----- RECORDS FOR THE EXERCISE -----
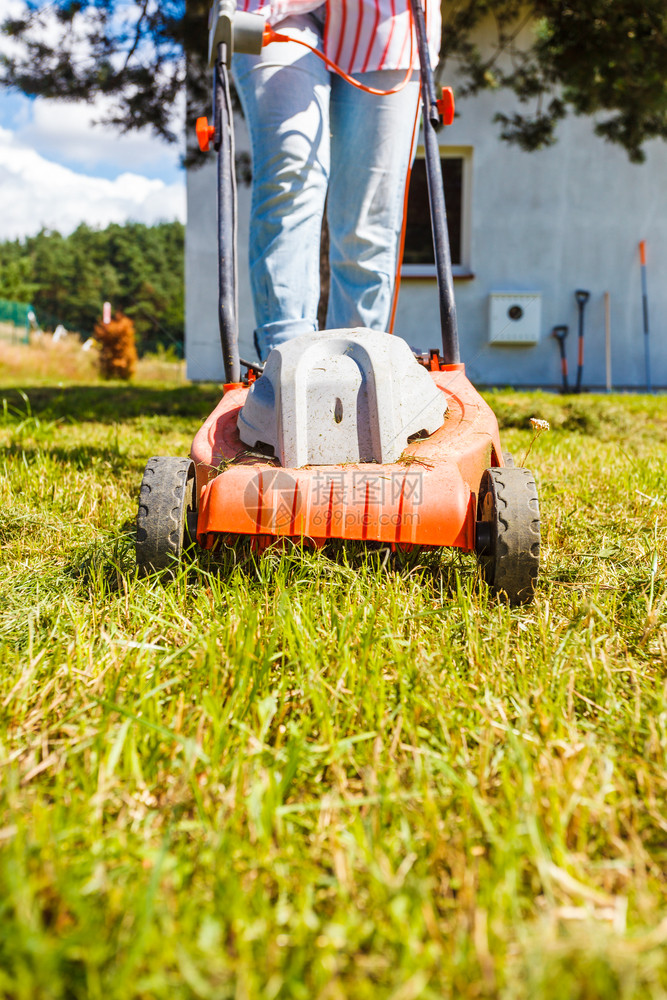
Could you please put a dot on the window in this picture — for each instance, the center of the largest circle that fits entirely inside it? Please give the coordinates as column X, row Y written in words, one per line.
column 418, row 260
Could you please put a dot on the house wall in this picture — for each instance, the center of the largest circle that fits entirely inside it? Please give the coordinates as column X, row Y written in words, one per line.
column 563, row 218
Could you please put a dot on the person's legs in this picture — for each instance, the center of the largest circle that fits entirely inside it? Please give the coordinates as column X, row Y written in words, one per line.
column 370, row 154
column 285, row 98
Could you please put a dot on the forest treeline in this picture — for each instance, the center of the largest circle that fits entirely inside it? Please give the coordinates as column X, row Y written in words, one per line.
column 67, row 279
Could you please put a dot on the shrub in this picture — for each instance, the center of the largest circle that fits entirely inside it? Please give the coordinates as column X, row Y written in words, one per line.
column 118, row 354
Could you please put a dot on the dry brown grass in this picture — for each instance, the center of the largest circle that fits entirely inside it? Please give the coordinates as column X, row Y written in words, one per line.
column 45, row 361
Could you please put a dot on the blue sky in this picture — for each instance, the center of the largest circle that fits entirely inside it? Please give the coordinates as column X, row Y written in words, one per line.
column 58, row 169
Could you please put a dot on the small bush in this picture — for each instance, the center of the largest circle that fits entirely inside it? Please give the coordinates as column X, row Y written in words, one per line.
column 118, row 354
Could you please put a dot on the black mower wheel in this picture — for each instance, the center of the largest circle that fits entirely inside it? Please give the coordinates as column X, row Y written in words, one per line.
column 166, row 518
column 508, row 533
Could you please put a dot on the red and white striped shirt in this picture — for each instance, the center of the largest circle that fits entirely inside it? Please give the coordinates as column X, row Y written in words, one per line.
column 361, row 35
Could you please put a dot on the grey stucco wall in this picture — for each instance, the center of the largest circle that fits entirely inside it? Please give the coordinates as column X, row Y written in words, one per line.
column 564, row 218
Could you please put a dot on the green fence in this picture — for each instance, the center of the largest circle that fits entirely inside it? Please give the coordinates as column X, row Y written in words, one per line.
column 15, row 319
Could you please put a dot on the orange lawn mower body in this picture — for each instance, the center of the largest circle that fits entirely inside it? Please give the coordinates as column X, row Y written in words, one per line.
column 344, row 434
-----
----- RECORDS FOR THE EXERCISE -----
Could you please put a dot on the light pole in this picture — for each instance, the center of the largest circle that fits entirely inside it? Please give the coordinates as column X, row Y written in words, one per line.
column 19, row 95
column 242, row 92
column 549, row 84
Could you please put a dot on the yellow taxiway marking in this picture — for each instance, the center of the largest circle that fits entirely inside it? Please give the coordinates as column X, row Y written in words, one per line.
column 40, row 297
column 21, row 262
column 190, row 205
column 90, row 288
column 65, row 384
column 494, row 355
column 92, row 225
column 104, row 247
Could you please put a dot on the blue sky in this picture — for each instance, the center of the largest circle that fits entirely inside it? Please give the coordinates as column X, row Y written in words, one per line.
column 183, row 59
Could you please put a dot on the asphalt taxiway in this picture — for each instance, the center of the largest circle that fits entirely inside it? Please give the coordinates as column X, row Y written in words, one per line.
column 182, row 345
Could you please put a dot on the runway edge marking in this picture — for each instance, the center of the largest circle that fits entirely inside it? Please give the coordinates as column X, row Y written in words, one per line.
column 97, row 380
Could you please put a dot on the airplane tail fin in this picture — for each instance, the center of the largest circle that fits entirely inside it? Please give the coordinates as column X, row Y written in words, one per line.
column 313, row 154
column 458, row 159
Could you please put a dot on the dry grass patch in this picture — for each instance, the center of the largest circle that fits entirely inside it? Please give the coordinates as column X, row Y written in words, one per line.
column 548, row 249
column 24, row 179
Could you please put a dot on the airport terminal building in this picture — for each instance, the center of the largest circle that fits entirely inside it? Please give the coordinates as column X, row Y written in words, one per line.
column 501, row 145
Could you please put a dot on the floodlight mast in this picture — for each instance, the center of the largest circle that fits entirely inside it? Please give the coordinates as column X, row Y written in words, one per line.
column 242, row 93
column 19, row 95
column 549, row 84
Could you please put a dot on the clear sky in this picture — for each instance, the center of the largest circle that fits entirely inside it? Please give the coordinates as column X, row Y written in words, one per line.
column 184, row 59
-----
----- RECORDS FOR THE EXERCISE -----
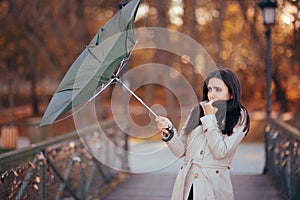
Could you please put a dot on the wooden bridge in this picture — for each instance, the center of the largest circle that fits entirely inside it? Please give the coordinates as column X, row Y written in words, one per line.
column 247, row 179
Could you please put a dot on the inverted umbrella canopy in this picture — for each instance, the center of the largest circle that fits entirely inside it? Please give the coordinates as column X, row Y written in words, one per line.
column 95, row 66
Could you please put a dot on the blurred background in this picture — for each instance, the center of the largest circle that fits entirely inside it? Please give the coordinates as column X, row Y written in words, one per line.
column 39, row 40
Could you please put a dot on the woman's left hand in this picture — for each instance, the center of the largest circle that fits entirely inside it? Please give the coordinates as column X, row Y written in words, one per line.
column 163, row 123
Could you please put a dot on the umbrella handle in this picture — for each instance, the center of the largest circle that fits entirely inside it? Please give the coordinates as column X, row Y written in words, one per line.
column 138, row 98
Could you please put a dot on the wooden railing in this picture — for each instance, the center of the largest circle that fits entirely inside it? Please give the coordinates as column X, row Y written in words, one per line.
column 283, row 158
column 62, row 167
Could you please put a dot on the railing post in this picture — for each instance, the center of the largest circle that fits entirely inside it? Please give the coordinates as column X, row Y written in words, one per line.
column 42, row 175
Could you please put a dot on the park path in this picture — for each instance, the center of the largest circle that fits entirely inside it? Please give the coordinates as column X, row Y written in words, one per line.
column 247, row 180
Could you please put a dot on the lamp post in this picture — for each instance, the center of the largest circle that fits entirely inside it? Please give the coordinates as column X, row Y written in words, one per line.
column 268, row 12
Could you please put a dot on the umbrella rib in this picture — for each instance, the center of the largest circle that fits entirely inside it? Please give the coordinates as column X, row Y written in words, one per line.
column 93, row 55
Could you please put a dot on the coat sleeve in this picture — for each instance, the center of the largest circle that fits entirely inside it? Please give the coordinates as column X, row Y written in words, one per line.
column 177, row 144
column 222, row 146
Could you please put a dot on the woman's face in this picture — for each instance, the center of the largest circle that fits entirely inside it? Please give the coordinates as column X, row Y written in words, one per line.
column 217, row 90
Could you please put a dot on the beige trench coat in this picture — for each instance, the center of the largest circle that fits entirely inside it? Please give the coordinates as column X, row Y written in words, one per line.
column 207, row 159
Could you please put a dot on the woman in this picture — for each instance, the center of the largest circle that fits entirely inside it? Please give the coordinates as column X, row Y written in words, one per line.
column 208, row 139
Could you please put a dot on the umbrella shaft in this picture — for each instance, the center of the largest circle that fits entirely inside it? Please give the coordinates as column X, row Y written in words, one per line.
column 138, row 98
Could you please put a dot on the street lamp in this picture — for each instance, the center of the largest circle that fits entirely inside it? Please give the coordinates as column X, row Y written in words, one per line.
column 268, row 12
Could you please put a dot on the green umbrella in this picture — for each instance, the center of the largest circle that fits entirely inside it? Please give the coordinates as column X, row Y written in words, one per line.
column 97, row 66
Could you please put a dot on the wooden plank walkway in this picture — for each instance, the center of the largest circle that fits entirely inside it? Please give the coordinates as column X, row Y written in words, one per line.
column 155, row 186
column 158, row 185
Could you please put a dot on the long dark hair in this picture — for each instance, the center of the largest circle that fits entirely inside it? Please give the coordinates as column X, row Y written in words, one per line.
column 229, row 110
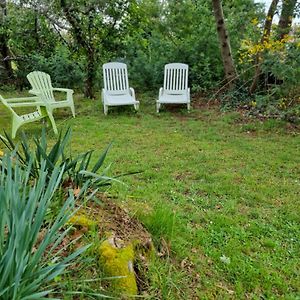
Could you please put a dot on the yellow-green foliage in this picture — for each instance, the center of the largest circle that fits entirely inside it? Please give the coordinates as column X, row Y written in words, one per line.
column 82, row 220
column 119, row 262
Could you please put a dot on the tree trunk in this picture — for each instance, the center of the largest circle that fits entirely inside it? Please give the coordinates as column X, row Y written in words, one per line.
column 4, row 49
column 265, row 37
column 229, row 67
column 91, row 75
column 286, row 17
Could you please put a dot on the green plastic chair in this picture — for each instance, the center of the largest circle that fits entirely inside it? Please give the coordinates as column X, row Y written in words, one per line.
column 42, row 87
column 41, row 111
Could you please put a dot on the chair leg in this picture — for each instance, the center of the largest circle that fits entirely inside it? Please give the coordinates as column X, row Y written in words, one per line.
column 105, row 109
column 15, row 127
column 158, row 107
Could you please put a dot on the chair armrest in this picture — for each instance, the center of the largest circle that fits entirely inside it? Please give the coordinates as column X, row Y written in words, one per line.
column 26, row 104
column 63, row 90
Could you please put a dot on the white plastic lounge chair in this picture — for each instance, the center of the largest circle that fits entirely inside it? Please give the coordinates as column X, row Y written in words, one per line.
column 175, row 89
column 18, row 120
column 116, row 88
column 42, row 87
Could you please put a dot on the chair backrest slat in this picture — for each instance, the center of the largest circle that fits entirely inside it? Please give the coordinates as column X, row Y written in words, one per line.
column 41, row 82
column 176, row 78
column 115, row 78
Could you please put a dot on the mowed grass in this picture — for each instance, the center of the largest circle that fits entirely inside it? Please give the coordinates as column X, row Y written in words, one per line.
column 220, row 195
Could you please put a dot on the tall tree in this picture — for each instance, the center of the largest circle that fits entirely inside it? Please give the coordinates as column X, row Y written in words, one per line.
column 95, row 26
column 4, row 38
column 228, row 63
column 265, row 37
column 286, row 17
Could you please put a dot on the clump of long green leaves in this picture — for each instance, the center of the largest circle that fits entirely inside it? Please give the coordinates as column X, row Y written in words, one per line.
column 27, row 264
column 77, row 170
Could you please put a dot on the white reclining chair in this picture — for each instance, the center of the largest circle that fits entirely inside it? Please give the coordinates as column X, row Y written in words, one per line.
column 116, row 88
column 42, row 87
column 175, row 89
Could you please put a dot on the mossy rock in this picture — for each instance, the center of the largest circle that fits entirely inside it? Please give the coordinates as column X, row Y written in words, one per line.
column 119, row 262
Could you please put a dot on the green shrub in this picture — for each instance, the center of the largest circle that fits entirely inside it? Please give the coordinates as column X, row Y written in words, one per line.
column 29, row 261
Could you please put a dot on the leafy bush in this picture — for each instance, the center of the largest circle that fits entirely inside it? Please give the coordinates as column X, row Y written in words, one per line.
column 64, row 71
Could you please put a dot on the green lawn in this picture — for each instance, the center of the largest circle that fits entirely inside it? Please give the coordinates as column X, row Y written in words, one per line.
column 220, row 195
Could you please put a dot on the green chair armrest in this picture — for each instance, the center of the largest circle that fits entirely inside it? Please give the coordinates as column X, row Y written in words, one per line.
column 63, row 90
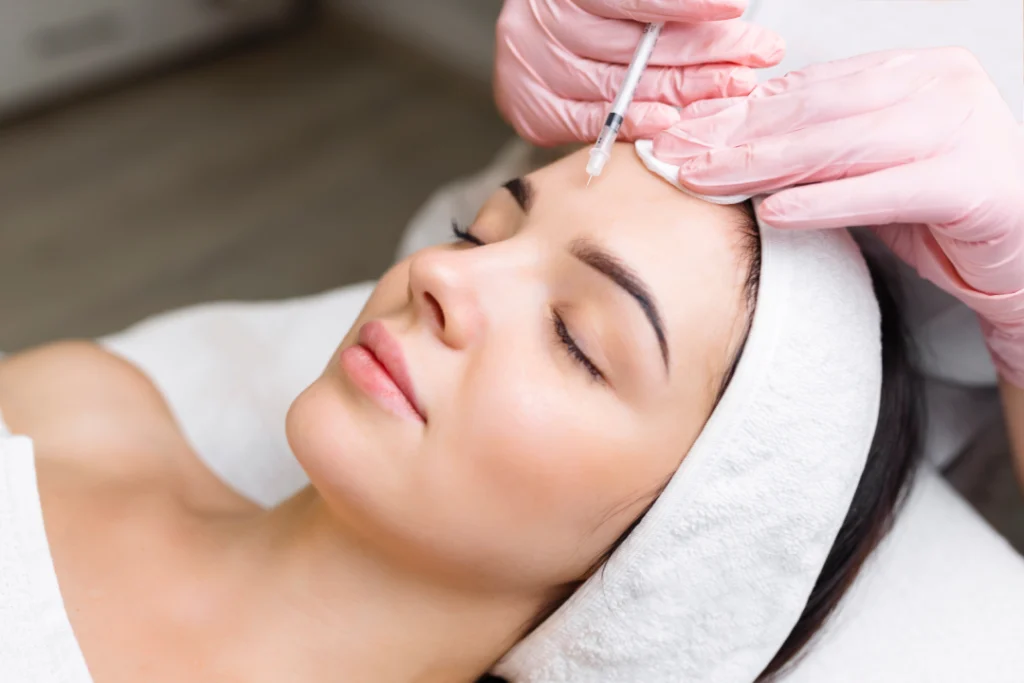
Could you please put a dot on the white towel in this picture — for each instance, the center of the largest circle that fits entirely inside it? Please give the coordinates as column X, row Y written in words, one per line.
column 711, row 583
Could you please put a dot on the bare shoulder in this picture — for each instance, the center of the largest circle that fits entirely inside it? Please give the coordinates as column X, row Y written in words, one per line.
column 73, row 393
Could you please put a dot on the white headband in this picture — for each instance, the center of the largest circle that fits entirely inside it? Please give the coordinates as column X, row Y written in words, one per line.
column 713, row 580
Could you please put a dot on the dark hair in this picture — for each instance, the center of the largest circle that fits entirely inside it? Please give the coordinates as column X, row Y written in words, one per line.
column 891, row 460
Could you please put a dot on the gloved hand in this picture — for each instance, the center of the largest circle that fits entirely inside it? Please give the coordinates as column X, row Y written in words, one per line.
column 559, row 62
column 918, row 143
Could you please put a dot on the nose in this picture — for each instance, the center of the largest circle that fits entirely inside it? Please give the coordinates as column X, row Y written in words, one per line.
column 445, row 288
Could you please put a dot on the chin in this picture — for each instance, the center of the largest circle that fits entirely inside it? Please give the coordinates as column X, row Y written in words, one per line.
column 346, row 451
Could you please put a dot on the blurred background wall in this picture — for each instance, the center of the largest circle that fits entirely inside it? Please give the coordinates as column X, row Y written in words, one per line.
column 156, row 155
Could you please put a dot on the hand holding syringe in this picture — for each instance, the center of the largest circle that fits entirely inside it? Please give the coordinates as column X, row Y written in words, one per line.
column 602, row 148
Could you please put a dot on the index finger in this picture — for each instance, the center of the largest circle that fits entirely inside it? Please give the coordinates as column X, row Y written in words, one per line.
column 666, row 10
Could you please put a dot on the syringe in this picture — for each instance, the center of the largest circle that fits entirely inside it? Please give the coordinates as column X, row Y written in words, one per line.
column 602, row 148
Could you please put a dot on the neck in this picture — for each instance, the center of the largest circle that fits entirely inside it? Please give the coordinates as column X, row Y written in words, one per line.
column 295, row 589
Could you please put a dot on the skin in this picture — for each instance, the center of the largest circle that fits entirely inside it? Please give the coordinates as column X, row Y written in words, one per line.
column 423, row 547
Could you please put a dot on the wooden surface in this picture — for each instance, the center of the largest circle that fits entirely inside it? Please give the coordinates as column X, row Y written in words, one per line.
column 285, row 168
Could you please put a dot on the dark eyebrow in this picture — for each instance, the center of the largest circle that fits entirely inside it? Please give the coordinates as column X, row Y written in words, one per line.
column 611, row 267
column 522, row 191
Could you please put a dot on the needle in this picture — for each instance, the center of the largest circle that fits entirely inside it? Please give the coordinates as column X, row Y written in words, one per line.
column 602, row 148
-----
### WHAT TO WORK ON
Which lines in the records contain the word "person", counting case? List each one in full.

### COMPLETED TASK
Could you please put a dot on the person's legs in this picture — for each instance, the center of the largest circle that fits entirely inside it? Please give the coordinates as column X, row Y written in words, one per line.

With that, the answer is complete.